• **Supplied material**:
* Start *

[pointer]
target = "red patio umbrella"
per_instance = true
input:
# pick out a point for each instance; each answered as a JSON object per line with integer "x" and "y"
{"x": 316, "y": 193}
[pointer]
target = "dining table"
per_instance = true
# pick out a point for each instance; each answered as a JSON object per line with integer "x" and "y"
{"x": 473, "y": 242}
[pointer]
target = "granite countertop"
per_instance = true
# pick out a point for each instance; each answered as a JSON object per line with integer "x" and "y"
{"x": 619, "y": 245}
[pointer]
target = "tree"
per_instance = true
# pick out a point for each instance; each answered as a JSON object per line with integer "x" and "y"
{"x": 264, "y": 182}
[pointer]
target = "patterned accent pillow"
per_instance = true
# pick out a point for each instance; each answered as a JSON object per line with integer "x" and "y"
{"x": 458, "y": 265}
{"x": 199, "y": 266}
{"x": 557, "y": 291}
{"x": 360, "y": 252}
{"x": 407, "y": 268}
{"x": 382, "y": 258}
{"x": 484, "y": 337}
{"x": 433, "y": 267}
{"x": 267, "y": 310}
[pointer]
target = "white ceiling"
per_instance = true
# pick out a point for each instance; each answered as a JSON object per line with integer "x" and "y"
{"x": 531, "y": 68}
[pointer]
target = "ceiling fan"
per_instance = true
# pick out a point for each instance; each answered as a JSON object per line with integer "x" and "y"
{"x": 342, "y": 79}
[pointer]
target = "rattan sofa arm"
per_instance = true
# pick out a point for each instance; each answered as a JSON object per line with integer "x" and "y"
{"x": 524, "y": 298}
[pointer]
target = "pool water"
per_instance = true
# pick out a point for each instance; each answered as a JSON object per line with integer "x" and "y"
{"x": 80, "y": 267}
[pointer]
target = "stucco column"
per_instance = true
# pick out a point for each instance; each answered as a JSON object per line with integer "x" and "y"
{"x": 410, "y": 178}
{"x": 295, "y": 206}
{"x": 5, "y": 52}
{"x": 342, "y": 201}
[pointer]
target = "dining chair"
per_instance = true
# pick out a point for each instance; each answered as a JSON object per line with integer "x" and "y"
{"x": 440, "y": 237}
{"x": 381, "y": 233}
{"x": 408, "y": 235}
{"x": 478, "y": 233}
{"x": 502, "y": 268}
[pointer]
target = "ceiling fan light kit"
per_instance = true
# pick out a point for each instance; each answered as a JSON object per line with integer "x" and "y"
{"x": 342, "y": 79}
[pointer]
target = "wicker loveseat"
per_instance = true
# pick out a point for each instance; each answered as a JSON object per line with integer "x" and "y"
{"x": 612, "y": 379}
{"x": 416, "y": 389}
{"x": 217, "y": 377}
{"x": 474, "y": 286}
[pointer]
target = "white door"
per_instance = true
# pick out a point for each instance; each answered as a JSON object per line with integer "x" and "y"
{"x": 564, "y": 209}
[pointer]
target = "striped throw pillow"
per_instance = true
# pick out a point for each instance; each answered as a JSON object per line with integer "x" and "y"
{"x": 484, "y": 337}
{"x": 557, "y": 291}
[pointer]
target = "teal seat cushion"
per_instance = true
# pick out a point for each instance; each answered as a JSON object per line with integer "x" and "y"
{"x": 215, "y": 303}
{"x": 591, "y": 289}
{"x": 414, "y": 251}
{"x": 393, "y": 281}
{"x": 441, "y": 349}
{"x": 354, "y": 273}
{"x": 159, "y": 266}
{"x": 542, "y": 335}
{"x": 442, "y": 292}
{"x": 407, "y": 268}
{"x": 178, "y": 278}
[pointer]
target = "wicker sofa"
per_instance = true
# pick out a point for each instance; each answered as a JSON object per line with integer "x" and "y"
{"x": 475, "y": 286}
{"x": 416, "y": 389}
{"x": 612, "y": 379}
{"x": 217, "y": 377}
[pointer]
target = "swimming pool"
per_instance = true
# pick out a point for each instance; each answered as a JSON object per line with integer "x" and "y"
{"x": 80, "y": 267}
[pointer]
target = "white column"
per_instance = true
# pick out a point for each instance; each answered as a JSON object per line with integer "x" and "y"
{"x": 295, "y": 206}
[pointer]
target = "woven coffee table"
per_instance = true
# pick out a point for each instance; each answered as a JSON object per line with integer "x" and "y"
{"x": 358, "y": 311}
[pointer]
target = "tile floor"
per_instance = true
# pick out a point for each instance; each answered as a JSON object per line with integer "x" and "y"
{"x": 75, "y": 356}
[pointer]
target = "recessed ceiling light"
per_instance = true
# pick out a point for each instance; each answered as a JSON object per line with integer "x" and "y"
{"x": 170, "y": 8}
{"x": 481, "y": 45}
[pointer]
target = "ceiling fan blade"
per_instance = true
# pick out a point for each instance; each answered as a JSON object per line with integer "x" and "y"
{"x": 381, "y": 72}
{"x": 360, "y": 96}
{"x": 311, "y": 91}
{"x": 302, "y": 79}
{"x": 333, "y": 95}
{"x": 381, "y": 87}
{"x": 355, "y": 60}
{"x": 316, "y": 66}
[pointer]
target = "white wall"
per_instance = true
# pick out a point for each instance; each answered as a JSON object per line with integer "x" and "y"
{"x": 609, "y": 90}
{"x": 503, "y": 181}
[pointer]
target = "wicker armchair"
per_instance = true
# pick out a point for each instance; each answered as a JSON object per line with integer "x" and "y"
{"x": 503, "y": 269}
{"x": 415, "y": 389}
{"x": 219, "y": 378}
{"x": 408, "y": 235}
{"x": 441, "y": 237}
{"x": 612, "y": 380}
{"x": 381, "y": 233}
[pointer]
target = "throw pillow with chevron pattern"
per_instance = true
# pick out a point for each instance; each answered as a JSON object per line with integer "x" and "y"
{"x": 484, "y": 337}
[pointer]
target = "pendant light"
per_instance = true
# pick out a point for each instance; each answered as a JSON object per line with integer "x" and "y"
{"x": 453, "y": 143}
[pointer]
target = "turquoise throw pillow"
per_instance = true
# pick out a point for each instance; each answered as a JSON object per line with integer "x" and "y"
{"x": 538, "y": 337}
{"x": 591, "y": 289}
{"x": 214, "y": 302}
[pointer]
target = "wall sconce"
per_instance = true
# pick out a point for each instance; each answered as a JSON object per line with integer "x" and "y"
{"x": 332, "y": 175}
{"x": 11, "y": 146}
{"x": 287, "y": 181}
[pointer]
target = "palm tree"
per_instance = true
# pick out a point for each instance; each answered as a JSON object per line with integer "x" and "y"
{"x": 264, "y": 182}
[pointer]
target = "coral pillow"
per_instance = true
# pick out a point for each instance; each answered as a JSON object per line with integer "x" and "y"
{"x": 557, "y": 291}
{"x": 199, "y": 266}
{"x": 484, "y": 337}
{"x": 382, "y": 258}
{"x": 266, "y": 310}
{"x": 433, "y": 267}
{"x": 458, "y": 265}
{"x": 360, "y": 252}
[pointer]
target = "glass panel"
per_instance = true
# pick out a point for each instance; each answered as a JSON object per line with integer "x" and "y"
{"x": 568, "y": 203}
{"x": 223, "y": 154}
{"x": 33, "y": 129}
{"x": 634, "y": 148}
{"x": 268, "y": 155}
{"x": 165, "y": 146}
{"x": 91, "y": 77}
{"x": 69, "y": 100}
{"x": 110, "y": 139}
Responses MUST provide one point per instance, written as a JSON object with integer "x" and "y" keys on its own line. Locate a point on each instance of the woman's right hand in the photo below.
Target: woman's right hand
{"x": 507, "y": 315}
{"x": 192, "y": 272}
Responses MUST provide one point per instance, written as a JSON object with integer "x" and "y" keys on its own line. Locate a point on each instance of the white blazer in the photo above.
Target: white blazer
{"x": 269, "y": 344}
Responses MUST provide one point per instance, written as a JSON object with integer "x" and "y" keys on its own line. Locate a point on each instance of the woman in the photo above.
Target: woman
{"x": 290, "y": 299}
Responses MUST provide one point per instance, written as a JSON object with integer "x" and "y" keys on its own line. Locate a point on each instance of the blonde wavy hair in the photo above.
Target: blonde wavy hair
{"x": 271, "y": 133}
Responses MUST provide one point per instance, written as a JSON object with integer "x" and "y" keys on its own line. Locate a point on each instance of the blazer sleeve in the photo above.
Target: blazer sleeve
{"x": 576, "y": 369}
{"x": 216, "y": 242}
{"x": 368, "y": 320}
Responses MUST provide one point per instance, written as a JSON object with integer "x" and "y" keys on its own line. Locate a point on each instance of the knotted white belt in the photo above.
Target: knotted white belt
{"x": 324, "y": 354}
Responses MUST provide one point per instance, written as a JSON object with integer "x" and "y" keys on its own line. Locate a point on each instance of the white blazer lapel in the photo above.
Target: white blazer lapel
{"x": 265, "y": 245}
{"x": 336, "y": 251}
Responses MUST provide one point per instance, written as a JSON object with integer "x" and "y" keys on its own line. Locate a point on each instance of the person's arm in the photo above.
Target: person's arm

* End *

• **Work to do**: Give back exactly the lines from the one containing "woman in the photo above." to the end of the material, both ends included.

• **The output**:
Responses MUST provide one point per instance, written as a JSON object with integer "x" and "y" keys on its own line. Locate a point on each instance of the woman in the photo above.
Target: woman
{"x": 290, "y": 299}
Responses MUST provide one point per instance, written as a JSON object with integer "x" and "y" keys on its own line. Locate a point on each instance of the blonde wavy hair in the photo above.
Target: blonde wavy hair
{"x": 271, "y": 133}
Responses MUST provide one point per instance, written as a JSON object with integer "x" and "y" keys on its own line. Locate a point on each instance of the blazer sleeve in the photo above.
Target: blazer sleeve
{"x": 576, "y": 369}
{"x": 216, "y": 242}
{"x": 368, "y": 320}
Responses MUST provide one point per instance, written as a JSON object with integer "x" and "y" keys on its own line. Locate a point on each instance of the knotted white belt in the photo above.
Target: knotted white belt
{"x": 324, "y": 354}
Responses MUST provide one point per instance, written as a JSON object with integer "x" and "y" keys on its own line. Locate a point on each instance of the white blazer lapel in the photo above.
Target: white blazer lapel
{"x": 265, "y": 245}
{"x": 336, "y": 251}
Responses MUST provide one point per instance, written as a JSON object with integer "x" and "y" keys on its own line. Locate a point on each instance of the person's arm in the photo above.
Target: person's arm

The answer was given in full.